- SHORT PROBLEM -
Repeat the whole listing below word for word, but leave out the pictures.
________________________________________
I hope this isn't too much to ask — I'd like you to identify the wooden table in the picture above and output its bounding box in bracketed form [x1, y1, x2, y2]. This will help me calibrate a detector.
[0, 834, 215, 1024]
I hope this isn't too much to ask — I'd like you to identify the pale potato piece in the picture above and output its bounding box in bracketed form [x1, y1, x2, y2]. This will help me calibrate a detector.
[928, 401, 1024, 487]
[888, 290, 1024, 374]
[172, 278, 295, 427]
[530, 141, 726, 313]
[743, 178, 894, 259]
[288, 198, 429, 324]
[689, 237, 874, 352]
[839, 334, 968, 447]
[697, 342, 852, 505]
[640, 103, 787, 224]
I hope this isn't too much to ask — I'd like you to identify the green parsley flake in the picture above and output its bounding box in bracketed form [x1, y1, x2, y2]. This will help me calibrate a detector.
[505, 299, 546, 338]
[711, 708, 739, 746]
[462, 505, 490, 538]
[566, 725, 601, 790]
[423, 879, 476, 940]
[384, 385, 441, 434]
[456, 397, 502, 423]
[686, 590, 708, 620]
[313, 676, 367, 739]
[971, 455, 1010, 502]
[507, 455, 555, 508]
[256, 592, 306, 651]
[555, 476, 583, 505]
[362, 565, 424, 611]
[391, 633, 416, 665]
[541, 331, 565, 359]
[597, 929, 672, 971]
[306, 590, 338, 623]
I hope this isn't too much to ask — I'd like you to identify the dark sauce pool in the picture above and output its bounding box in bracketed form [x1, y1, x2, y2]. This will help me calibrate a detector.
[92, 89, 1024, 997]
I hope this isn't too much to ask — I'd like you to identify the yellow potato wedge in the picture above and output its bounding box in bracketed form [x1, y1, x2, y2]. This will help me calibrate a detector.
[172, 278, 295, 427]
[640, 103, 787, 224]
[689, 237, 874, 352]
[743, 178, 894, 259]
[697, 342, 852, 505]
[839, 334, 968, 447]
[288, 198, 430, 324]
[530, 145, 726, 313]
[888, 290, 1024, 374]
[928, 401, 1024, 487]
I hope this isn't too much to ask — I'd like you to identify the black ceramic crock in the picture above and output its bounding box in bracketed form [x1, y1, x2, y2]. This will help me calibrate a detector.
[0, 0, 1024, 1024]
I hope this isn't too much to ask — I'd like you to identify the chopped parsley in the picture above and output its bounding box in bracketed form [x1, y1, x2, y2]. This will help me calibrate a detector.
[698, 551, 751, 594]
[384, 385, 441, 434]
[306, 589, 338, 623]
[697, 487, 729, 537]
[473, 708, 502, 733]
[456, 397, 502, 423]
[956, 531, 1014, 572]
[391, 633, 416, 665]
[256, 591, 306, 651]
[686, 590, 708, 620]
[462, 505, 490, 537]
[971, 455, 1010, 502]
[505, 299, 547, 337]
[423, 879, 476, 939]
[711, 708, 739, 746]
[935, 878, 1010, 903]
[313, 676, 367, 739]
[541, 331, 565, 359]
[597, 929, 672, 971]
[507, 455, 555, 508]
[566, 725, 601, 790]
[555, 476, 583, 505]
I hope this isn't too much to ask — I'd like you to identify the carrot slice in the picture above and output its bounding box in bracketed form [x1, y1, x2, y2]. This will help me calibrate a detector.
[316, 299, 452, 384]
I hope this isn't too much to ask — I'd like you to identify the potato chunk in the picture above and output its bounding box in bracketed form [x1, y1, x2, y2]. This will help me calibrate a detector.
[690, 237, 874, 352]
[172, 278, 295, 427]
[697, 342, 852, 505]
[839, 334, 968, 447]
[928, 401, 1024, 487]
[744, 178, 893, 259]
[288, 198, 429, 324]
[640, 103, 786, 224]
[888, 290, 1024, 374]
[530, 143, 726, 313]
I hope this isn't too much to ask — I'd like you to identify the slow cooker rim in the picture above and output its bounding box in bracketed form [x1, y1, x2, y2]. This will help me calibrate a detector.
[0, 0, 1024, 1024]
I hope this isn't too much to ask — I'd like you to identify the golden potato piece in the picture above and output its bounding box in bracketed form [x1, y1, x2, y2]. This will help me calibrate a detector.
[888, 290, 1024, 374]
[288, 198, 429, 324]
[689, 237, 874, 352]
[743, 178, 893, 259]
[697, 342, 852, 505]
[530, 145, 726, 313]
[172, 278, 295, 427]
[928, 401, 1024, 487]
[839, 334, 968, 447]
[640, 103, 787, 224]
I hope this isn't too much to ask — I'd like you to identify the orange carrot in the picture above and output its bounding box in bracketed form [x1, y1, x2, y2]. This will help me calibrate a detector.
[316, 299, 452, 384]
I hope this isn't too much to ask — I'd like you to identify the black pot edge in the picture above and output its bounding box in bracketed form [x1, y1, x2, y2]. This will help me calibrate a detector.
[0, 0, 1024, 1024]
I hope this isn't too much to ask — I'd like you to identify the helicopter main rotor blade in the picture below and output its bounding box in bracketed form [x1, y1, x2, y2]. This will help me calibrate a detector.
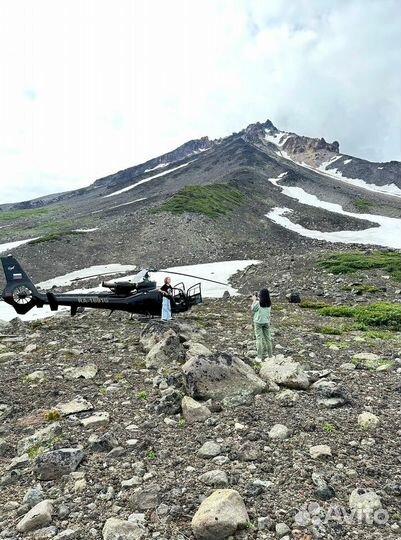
________________________________________
- RESULT OF THIS EXERCISE -
I hope this isn't too much to ask — I'd like you to identify the wooden table in the picture above and output its bounding box in bracketed form [x1, y1, x2, y2]. This will help me calibrate a detector.
[0, 834, 215, 1024]
I hope this isn't too much to ask — I'd like you to identify the pale potato piece in the picture above and output its bounding box in bracketed form [x1, y1, x2, y2]. This will help me calibrate a detector.
[928, 401, 1024, 487]
[888, 290, 1024, 374]
[172, 278, 295, 427]
[530, 141, 726, 313]
[743, 178, 894, 259]
[288, 198, 429, 324]
[689, 237, 874, 352]
[839, 334, 968, 447]
[697, 342, 852, 505]
[640, 103, 787, 224]
I hope this isn't too much to ask — I'd like you to identify the green parsley flake in the picture above and output its bounding box in bracketed form [x1, y1, x2, y2]. This will help me calibrate a detector.
[505, 299, 546, 338]
[711, 708, 739, 746]
[462, 505, 490, 538]
[566, 725, 601, 790]
[423, 879, 476, 940]
[384, 385, 441, 434]
[456, 397, 502, 423]
[686, 590, 708, 620]
[313, 676, 367, 739]
[971, 455, 1010, 502]
[507, 455, 555, 508]
[256, 592, 306, 651]
[555, 476, 583, 505]
[362, 565, 424, 611]
[391, 633, 416, 665]
[541, 331, 565, 359]
[597, 929, 672, 971]
[306, 590, 338, 623]
I hope this isn't too much to ask — I'd like you to identify the dark sauce pool in the picture above and output its bounding box in bracketed form [x1, y1, x2, y2]. This will help me calibrate a detector.
[92, 89, 1024, 997]
I hope this isn't too much to ask — I'd like you to identify the yellow potato wedge in the picture above and output its bounding box in bracketed form [x1, y1, x2, y2]. This will help me calibrate a detector.
[172, 278, 295, 427]
[640, 103, 787, 224]
[689, 237, 874, 352]
[743, 178, 894, 259]
[697, 342, 852, 505]
[839, 334, 968, 447]
[288, 198, 430, 324]
[530, 145, 726, 313]
[888, 290, 1024, 374]
[928, 401, 1024, 487]
I hope this isn't too much to ask — I'd like you to identify the black ceramic crock in the picture above and output its bounding box in bracketed form [x1, y1, x2, y2]. This will help me calibrate a detector.
[0, 0, 1024, 1024]
I hope this isn't too much to ask — I'd like you to identify the chopped parsley in the picture above and output its bounding box in bracketed form [x1, y1, x2, y2]. This will help me calibrate a detector.
[698, 551, 751, 594]
[384, 385, 441, 434]
[306, 589, 338, 623]
[697, 487, 729, 537]
[473, 708, 502, 733]
[456, 397, 502, 423]
[956, 531, 1014, 572]
[391, 633, 416, 665]
[256, 591, 306, 651]
[686, 590, 708, 620]
[462, 505, 490, 537]
[971, 455, 1010, 502]
[505, 299, 547, 337]
[423, 879, 476, 939]
[711, 708, 739, 746]
[935, 878, 1010, 903]
[313, 676, 367, 739]
[541, 331, 565, 359]
[597, 929, 672, 971]
[507, 455, 555, 508]
[566, 725, 601, 790]
[555, 476, 583, 505]
I hope this isn't too much to ask — I'd like you to identify the carrot slice in the picture above and output its bounding box in bracketed form [x1, y1, x2, y2]. This will help me calibrate a detector.
[316, 299, 452, 384]
I hope this isn't too much to ask — I'd like you to identify the potato chunk in the picture above and output its bounding box in bracketed form [x1, y1, x2, y2]. This will help me calibrate a detector.
[690, 237, 874, 352]
[172, 278, 295, 427]
[697, 342, 852, 505]
[839, 334, 968, 447]
[928, 401, 1024, 487]
[744, 178, 893, 259]
[288, 198, 429, 324]
[640, 103, 786, 224]
[888, 290, 1024, 374]
[530, 143, 726, 313]
I hope this isn't too much to ask — I'd like you to identify the slow cooker rim in the picture above and output its bounding box in bracketed form [x1, y1, x2, y2]. This will help me calibrate a detector.
[0, 0, 1024, 1024]
I hope this isn't too much to ask — I'd like you to identify the golden potato piece in the picture above and output its bounding box in bracketed form [x1, y1, x2, y2]. This will help me calibrate a detector.
[888, 290, 1024, 374]
[288, 198, 429, 324]
[689, 237, 874, 352]
[743, 178, 893, 259]
[697, 342, 852, 505]
[530, 145, 726, 313]
[172, 278, 295, 427]
[928, 401, 1024, 487]
[839, 334, 968, 447]
[640, 103, 787, 224]
I hope this isn't too much to ask — I'd like you to identify the orange carrot in the picture above and output its bounding box in bracketed form [x1, y1, x2, y2]. This will help me calibrate a detector.
[316, 299, 452, 384]
I hope this isn't too much to ask — I'd like you to identify the black pot edge in the picture above and output its bounding box in bracketed form [x1, y1, x2, y2]. This will help me calibrate a detector.
[0, 0, 1024, 1024]
I hope this isn't too much to ask — I'd like you to identify the helicopter main rotor blade in the picture below and output its bounding box in bracketed form [x1, y1, x2, y2]. This will help me calibrate a detector.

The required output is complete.